> 提供された抜粋
<<<<

降下開始時は一時的に尾翼を縦方向に折りたたむスペースシップ2
(出典:ヴァージン・ギャラクティックWEB)
初の有人飛行完了後のリチャード・ブランソン卿他3名
(出典:ヴァージン・ギャラクティックWEB)
【ブルー・オリジン】
Amazon創業者の ジェフ・ベゾス氏が21年前にブルー・オリジンを設立しました。過去、15回の無人飛行実験の後、本年7月20日に初の有人飛行に成功しました。本飛行にはジェフ・ベゾス氏、弟のマーク・ベゾス氏に加えて82歳の女性ウォリー・ファンク氏および18歳のオリヴァー・デーメン氏が搭乗しました。ウォリー・ファンク氏は、かつて宇宙飛行士の訓練を受けたものの女性ということで不採用になった経緯がありましたが、今回のフライトの席を提供され最年長の宇宙体験者となりました。また、初の有料搭乗者となったオリヴァー・デーメン氏は、最も若い宇宙体験者となりました。ブルー・オリジンは今年度末までにさらに2回の商業飛行を予定しています。

>>>>

> 取り組む課題
- a) 宇宙飛行に関する抜粋のうち、「初の有人飛行完了後のリチャード・ブランソン卿他3名」から「の商業飛行を予定しています。」までの部分を一字も変えずに書き写してください。
- b) 宇宙飛行に関する抜粋によると、ブルー・オリジンが初の有人飛行に成功したのはいつですか。

> 入力データ
<<<<

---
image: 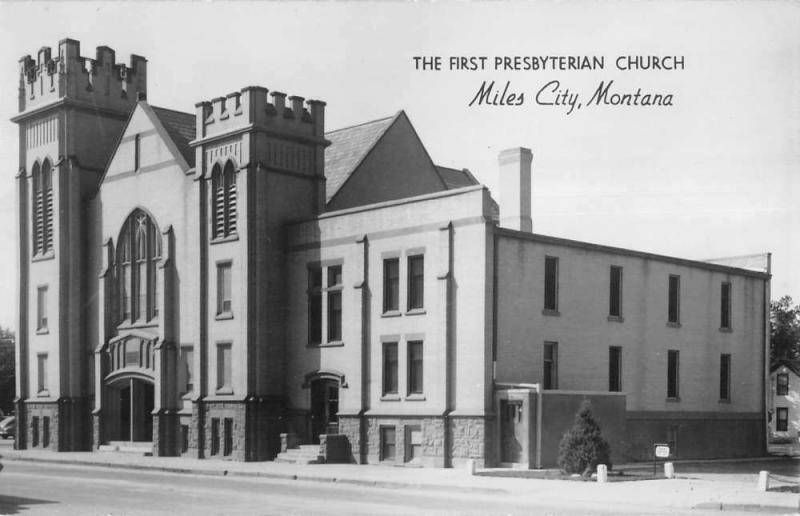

>>>>

> 課題ごとの解答
- a)
初の有人飛行完了後のリチャード・ブランソン卿他3名
(出典:ヴァージン・ギャラクティックWEB)
【ブルー・オリジン】
Amazon創業者の ジェフ・ベゾス氏が21年前にブルー・オリジンを設立しました。過去、15回の無人飛行実験の後、本年7月20日に初の有人飛行に成功しました。本飛行にはジェフ・ベゾス氏、弟のマーク・ベゾス氏に加えて82歳の女性ウォリー・ファンク氏および18歳のオリヴァー・デーメン氏が搭乗しました。ウォリー・ファンク氏は、かつて宇宙飛行士の訓練を受けたものの女性ということで不採用になった経緯がありましたが、今回のフライトの席を提供され最年長の宇宙体験者となりました。また、初の有料搭乗者となったオリヴァー・デーメン氏は、最も若い宇宙体験者となりました。ブルー・オリジンは今年度末までにさらに2回の商業飛行を予定しています。

- b) 本年7月20日です。